Problems:
1. Decide whether each statement below agrees with the email thread on web2py's default language, answering yes or no and quoting the deciding words of the thread. (a) In a new browser install, web2py picked up both 'en-US' and 'en' as accepted languages. (b) The writer ends up favoring 'en' as part of the gluon/languages initialization. (c) The language mdipierro says he put in was en-gr.
2. Write the next part of the email thread on web2py's default language, starting after its last sentence.

Supplied text:
>> start

On Tue, Nov 24, 2009 at 2:10 PM, Thadeus Burgess <thade...@thadeusb.com>wrote:

> Why can't it just be 'en'?
>

It probably could....  I just checked the request environment in a "new
install" browser I've never used ("Konquerer on Ubuntu) and web2py is
picking up
http_accept_language=['en-US', 'en']

So if a client had  ['en-UK', 'en'],  if no translation file for en-uk.py
existed, it would "pick up" the en, and deliver in the site / apps
internally encoded strings (which would be appropriate).

If this is consistent, that the ordering from a client is first
country-specific, then country-agnostic, then this would probably be
reasonable.  The only downside:  if I complained (from UK for example)
about "color" being misspelled (if I think it should be "colour"), then the
app is not being explicit enough about what it says it's servering.

Having said that, I am now convinced (pretty well) that 'en' should not be
part of the gluon/languages initialization. I think it should be explicit,
and only one language  - the more specific declaration, not the broader one.

So - I think that the original patch I sent (with only 'en-us') is correct,
and what we should use.

- Yarko


> -Thadeus
>
>
>
>
>
> On Tue, Nov 24, 2009 at 1:01 PM, Yarko Tymciurak <
> resultsinsoftw...@gmail.com> wrote:
>
>> a short version of this (context: U.N. type of meeting):
>>
>> you (in effect) changed the translator initialization code to say "The
>> default language [string] I will present you is TWO lanugages", Massimo, it
>> is _as if_ you said something like: "I'm speaking Itailan, or another way
>> for you to think of it - I am speaking Russian"
>>
>> It cannot be!  I cannot "hear" you that way - I have to know _which_
>> language, if I am to have any hope of "hiring' the right translator!
>>
>> There is no "can of worms" in the _problem domain_; it is in your not
>> being specific enough in what you told me you would be speaking!
>>
>> :-)
>>
>>
>>
>>
>> On Tue, Nov 24, 2009 at 12:51 PM, Yarko Tymciurak <
>> resultsinsoftw...@gmail.com> wrote:
>>
>>>
>>> On Tue, Nov 24, 2009 at 12:37 PM, mdipierro <mdipie...@cs.depaul.edu>wrote:
>>>
>>>>
>>>> I put en-uk not en-gr.
>>>
>>>
>>> right, en-uk;  from a software analysis perspective, only one language
>>> should be in the initialization (addition of a non-country specific version
>>> of said language should also be acceptable).
>>>
>>> You see, this is a big can of worms. How do you
>>>> know that the default application is in en-us and not en-uk?

>> end

Data entries:
>> start

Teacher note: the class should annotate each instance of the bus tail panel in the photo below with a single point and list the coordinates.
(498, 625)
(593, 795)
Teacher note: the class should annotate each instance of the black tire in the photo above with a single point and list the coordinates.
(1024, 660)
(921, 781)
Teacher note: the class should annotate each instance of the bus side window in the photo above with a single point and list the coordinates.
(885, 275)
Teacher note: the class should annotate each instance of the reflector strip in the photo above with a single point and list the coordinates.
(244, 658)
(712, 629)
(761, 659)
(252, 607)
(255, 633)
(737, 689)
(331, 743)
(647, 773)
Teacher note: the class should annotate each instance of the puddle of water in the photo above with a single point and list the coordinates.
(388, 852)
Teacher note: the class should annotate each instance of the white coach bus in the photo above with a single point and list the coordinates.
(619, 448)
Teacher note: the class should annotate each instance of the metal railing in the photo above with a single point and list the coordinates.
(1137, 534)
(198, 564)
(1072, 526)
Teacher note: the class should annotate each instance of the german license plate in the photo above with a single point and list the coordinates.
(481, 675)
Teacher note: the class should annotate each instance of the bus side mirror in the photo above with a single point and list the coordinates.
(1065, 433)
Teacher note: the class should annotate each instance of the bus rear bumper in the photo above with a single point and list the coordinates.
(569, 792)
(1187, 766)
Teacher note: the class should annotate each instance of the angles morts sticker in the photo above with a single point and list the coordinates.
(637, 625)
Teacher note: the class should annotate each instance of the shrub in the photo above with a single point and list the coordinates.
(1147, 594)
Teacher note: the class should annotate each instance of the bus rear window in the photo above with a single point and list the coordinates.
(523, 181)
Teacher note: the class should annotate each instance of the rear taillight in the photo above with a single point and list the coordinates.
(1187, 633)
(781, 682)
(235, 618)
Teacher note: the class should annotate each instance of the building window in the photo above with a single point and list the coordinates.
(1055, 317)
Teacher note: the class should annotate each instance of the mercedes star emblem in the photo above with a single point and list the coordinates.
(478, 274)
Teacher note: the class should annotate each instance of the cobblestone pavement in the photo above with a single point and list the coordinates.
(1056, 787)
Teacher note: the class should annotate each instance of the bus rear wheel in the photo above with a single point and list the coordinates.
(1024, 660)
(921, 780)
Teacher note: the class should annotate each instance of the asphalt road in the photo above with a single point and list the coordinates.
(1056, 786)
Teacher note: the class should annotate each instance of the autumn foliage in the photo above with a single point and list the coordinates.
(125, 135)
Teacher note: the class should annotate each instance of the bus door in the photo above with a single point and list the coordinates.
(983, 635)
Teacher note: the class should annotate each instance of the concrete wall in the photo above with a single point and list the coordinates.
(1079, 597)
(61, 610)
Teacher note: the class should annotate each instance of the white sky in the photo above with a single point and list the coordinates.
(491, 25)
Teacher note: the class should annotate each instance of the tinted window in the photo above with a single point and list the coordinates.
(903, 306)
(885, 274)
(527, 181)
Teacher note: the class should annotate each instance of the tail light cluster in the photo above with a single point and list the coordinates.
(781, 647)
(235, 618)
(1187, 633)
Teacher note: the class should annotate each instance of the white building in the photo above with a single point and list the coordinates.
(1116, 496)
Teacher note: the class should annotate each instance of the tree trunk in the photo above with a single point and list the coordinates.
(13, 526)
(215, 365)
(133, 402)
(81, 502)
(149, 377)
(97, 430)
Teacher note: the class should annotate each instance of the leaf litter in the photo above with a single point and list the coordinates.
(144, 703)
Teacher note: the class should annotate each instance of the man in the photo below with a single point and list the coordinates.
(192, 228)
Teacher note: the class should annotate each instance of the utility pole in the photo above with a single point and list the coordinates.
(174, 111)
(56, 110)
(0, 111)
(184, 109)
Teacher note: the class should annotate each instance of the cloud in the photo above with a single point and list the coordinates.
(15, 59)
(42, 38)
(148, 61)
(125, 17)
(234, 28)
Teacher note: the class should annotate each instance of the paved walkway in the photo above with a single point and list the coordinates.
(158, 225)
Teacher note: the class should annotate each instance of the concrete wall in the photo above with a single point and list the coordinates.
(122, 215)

>> end

Expected outputs:
1.
(a) Yes: "web2py is picking up http_accept_language=['en-US', 'en']"
(b) No: "'en' should not be part of the gluon/languages initialization"
(c) No: "I put en-uk not en-gr."

2.
>>>
>>>
>>> This is not can of worms at all:   you do not "know" - you declare;  the
>>> patch as you made it, you in effect declared TWO languages (two contry
>>> specific versions of the same base language, but for understanding this it
>>> is clearer to ignore the "non-country-specific" part - and just think of it
>>> as TWO languages.
>>>
>>> When you look at this as TWO languages, and your translation class code,
>>> you will see that once any language is in accepted languages, it will not be
>>> picked up from the application's  languages/*.py file.
>>>
>>> And that is the bug - you should not be initializing two languages,
>>> because you prevent the (potential) translations of either of them from
>>> being picked up, and served to the client.
>>>
>>> I can see that you considered this as "all english" - but if you think of
>>> this as separate languages, and in terms of how you read-in the language
>>> translation files, then the mistake is easy to see.
>>>
>>>
>>>> This is
>>>> way it was not specified before. This is why I am still not completely
>>>> convinced it is a good idea not to let the users be explicit.
>>>>
>>>
>>> You are not looking at this in the right way; you are wrong - look in
>>> terms of your design, and it should be immediately clear.
>>>
>>> For example, think about setting "default language" as 'it' and 'es' ---
>>> and try to walk thru the logic in gluon/languages.py - then it should be
>>> very clear that only _one_ language should be initialized.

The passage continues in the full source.